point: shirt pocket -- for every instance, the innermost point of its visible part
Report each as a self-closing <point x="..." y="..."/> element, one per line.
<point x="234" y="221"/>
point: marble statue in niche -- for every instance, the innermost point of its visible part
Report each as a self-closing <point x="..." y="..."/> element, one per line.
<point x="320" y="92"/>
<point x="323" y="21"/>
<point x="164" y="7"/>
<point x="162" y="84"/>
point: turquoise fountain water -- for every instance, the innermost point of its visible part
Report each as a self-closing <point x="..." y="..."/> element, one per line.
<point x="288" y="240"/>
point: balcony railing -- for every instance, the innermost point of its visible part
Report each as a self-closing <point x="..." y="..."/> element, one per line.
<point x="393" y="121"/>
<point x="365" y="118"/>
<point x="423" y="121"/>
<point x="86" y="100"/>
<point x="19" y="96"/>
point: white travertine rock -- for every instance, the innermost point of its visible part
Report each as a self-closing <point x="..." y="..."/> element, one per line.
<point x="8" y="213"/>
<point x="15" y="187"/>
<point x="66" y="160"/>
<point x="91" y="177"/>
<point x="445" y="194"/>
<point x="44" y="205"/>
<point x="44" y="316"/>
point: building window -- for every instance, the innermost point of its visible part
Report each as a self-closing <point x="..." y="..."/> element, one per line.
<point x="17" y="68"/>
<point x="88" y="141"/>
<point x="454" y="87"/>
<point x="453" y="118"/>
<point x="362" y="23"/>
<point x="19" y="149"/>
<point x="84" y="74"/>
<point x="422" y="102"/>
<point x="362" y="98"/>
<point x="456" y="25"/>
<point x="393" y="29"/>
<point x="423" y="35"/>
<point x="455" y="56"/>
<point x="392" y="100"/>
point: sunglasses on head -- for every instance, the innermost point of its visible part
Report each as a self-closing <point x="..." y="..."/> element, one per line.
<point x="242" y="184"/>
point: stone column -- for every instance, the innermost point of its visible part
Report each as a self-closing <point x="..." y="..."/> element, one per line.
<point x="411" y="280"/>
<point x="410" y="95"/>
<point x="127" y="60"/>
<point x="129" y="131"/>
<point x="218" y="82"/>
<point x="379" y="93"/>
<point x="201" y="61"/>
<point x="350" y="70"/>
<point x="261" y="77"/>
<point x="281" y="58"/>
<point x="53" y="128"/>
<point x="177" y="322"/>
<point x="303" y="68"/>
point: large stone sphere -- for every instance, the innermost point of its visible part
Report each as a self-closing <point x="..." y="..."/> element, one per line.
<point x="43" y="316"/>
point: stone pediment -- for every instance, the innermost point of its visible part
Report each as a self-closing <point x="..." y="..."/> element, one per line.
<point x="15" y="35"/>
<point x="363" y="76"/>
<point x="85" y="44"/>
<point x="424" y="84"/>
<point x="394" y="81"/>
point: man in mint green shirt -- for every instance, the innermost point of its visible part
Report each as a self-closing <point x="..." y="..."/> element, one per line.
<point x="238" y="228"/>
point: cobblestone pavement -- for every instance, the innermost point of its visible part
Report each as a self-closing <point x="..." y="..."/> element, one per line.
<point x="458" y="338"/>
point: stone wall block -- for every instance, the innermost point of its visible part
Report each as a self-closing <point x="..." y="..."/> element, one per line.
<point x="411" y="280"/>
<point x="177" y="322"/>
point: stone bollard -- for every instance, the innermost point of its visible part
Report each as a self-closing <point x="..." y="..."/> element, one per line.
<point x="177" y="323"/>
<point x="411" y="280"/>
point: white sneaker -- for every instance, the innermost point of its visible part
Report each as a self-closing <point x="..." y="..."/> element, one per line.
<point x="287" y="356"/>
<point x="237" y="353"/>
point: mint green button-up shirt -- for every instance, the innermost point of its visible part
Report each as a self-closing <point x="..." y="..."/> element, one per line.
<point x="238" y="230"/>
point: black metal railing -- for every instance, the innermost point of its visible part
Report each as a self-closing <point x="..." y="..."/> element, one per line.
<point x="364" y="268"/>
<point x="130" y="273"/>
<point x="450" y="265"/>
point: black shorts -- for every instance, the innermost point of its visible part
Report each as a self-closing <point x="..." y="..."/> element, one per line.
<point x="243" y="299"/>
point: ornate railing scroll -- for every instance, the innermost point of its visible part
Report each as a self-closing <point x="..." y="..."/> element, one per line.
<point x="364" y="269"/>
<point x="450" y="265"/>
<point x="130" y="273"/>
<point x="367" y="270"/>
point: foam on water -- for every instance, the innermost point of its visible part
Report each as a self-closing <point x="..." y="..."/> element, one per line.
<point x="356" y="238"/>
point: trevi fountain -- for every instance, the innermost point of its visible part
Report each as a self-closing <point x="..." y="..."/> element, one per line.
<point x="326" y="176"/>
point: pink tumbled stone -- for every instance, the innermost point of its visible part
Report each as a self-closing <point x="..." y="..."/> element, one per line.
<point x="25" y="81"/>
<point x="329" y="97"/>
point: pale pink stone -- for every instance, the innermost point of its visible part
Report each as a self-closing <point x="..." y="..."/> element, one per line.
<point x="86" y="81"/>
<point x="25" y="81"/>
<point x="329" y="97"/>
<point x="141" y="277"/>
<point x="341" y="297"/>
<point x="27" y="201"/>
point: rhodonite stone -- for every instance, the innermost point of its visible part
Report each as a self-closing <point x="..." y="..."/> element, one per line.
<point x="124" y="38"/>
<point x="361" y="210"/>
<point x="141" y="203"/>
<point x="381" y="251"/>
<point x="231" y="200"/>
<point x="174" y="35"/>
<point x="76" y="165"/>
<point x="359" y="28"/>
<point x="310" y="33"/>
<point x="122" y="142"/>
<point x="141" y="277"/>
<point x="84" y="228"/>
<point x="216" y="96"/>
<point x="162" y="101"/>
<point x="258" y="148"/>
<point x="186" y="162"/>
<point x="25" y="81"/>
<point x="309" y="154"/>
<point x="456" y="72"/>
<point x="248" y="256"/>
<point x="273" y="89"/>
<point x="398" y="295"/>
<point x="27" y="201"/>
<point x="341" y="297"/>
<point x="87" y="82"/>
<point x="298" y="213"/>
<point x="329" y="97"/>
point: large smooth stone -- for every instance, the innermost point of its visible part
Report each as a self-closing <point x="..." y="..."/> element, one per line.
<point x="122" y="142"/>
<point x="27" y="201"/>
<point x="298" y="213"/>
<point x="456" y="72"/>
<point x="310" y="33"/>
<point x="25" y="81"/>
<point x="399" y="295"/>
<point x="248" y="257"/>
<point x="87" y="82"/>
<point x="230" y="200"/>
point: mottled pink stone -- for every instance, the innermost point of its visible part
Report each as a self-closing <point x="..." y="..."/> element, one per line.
+ + +
### Brief
Send back each record exactly as it stands.

### Full output
point: shirt pocket -- for every instance, the innermost point of its visible part
Report each as a self-closing <point x="..." y="..."/> element, one per line.
<point x="234" y="221"/>
point: marble statue in niche -- for every instance, the innermost point of its visible part
Report each as a self-closing <point x="..." y="..."/> element, one per line.
<point x="320" y="92"/>
<point x="323" y="21"/>
<point x="164" y="7"/>
<point x="162" y="84"/>
point: turquoise fountain water -- for every instance, the innermost point of its visible part
Report each as a self-closing <point x="..." y="..."/> element, one per line.
<point x="288" y="240"/>
point: balcony railing -- for every instance, the innermost point of its visible part
Report each as a self-closing <point x="..." y="..."/> element, one per line.
<point x="393" y="121"/>
<point x="365" y="118"/>
<point x="423" y="121"/>
<point x="86" y="100"/>
<point x="19" y="96"/>
point: white travertine rock -- for every instance, the innermost point of its visible part
Report each as a self-closing <point x="..." y="..."/> element, one per line.
<point x="8" y="213"/>
<point x="15" y="187"/>
<point x="66" y="160"/>
<point x="91" y="177"/>
<point x="445" y="194"/>
<point x="44" y="205"/>
<point x="44" y="316"/>
point: building window -- for every instance, the innermost point of its visible part
Report each as a self-closing <point x="..." y="..."/> element, one per line.
<point x="17" y="68"/>
<point x="88" y="141"/>
<point x="454" y="87"/>
<point x="453" y="118"/>
<point x="362" y="23"/>
<point x="19" y="149"/>
<point x="84" y="74"/>
<point x="422" y="102"/>
<point x="362" y="98"/>
<point x="456" y="25"/>
<point x="393" y="29"/>
<point x="423" y="35"/>
<point x="455" y="56"/>
<point x="392" y="100"/>
point: sunglasses on head -- for every instance, the innermost point of its visible part
Report each as a self-closing <point x="..." y="..."/> element, one per line.
<point x="242" y="184"/>
point: stone column -- for every instance, the innermost point of its visible part
Report each as a self-closing <point x="..." y="..."/> element, one per line.
<point x="411" y="280"/>
<point x="410" y="95"/>
<point x="127" y="60"/>
<point x="129" y="131"/>
<point x="218" y="82"/>
<point x="379" y="93"/>
<point x="201" y="61"/>
<point x="350" y="70"/>
<point x="261" y="77"/>
<point x="281" y="58"/>
<point x="53" y="128"/>
<point x="177" y="322"/>
<point x="303" y="68"/>
point: large stone sphere -- for every instance, the innermost point of its visible part
Report each as a self-closing <point x="..." y="..."/> element, one per line.
<point x="43" y="316"/>
point: stone pediment -- for every instance, the innermost point of its visible part
Report each as a self-closing <point x="..." y="..."/> element, one per line.
<point x="15" y="35"/>
<point x="363" y="76"/>
<point x="85" y="44"/>
<point x="424" y="84"/>
<point x="394" y="81"/>
point: man in mint green shirt -- for every instance, the innermost point of its visible part
Report each as a self-closing <point x="..." y="..."/> element, one per line.
<point x="238" y="228"/>
point: cobblestone pavement -- for every instance, the innermost point of its visible part
Report each as a self-closing <point x="..." y="..."/> element, one per line.
<point x="458" y="338"/>
point: stone wall block -- for every instance, the innermost point of its visible part
Report each as a self-closing <point x="..." y="..."/> element, one per line.
<point x="411" y="280"/>
<point x="177" y="322"/>
point: stone bollard -- for every instance, the innermost point of its visible part
Report each as a self-closing <point x="..." y="..."/> element, one per line.
<point x="177" y="323"/>
<point x="411" y="280"/>
point: white sneaker -- for every instance, the innermost point of its visible part
Report each as a self-closing <point x="..." y="..."/> element, one per line.
<point x="287" y="356"/>
<point x="237" y="353"/>
point: mint green button-up shirt -- for every instance, the innermost point of its visible part
Report each as a self-closing <point x="..." y="..."/> element, one per line.
<point x="238" y="230"/>
point: black metal railing -- for every instance, the innermost point of its visible part
Report each as a self-closing <point x="..." y="..."/> element, one per line.
<point x="364" y="268"/>
<point x="130" y="273"/>
<point x="450" y="265"/>
point: black shorts -- for every instance, the innermost point of its visible part
Report each as a self-closing <point x="..." y="..."/> element, one per line.
<point x="243" y="299"/>
point: ornate railing scroll -- for every instance, the innermost point of its visible part
Report each as a self-closing <point x="..." y="..."/> element, one per line.
<point x="364" y="269"/>
<point x="450" y="265"/>
<point x="130" y="273"/>
<point x="367" y="270"/>
point: foam on water -- for every instance, the innermost point of its visible part
Report each as a self-closing <point x="..." y="..."/> element, one per line.
<point x="356" y="238"/>
point: trevi fountain -- for every instance, the innermost point of its visible part
Report each as a self-closing <point x="..." y="..."/> element, one per line.
<point x="326" y="176"/>
point: pink tumbled stone -- for every instance, the innermost point of its visible part
Report each as a self-closing <point x="..." y="..."/> element, one per line.
<point x="25" y="81"/>
<point x="329" y="97"/>
point: pale pink stone -- for every instance, the innermost point of its visible part
Report each as a self-closing <point x="..." y="..."/> element, one per line.
<point x="86" y="81"/>
<point x="25" y="81"/>
<point x="329" y="97"/>
<point x="141" y="277"/>
<point x="341" y="297"/>
<point x="27" y="201"/>
point: rhodonite stone -- for every instance, the innermost point of its visible part
Report each as a self-closing <point x="..." y="..."/> element, one per line.
<point x="124" y="38"/>
<point x="361" y="210"/>
<point x="141" y="203"/>
<point x="381" y="251"/>
<point x="231" y="200"/>
<point x="174" y="35"/>
<point x="76" y="165"/>
<point x="359" y="28"/>
<point x="310" y="33"/>
<point x="122" y="142"/>
<point x="141" y="277"/>
<point x="84" y="228"/>
<point x="216" y="96"/>
<point x="162" y="101"/>
<point x="258" y="148"/>
<point x="186" y="162"/>
<point x="25" y="81"/>
<point x="309" y="154"/>
<point x="456" y="72"/>
<point x="248" y="256"/>
<point x="273" y="89"/>
<point x="398" y="295"/>
<point x="27" y="201"/>
<point x="341" y="297"/>
<point x="87" y="82"/>
<point x="298" y="213"/>
<point x="329" y="97"/>
point: large smooth stone -- for every instance, the innermost point of its visible part
Report each as a self-closing <point x="..." y="..."/> element, one per line.
<point x="122" y="142"/>
<point x="27" y="201"/>
<point x="298" y="213"/>
<point x="456" y="72"/>
<point x="310" y="33"/>
<point x="25" y="81"/>
<point x="399" y="295"/>
<point x="248" y="257"/>
<point x="87" y="82"/>
<point x="230" y="200"/>
point: mottled pink stone -- for every instance, the innermost point of its visible part
Report each as a self-closing <point x="..." y="..."/> element, one per line.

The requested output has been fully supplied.